Free-text object descriptions
*****

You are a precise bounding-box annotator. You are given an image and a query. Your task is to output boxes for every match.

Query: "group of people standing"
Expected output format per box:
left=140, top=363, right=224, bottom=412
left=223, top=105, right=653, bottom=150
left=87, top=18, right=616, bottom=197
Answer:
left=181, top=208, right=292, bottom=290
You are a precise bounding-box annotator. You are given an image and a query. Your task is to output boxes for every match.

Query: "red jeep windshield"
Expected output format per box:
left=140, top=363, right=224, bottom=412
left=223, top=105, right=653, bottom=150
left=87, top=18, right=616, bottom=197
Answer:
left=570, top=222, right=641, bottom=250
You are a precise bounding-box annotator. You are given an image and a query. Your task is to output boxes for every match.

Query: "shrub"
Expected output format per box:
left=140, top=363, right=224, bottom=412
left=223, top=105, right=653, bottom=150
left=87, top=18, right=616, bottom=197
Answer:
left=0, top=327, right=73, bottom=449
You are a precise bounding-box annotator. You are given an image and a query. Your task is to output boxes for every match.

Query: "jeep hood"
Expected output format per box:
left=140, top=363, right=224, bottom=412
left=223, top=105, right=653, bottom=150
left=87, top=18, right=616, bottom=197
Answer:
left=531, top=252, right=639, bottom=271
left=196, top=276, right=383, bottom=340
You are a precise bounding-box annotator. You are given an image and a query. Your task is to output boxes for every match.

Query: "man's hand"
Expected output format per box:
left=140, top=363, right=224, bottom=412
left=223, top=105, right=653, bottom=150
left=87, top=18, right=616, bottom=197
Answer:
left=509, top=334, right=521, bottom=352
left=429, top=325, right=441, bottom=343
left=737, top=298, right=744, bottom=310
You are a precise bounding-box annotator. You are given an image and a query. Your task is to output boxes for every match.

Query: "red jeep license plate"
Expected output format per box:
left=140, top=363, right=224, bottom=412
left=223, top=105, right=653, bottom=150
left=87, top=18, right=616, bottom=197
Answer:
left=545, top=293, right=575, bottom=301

*****

**What you will do:** Look through the entries above; copy each line where the string "jeep" appears.

**Result of the task:**
Query: "red jeep windshield"
Query: "jeep hood"
Query: "red jeep license plate"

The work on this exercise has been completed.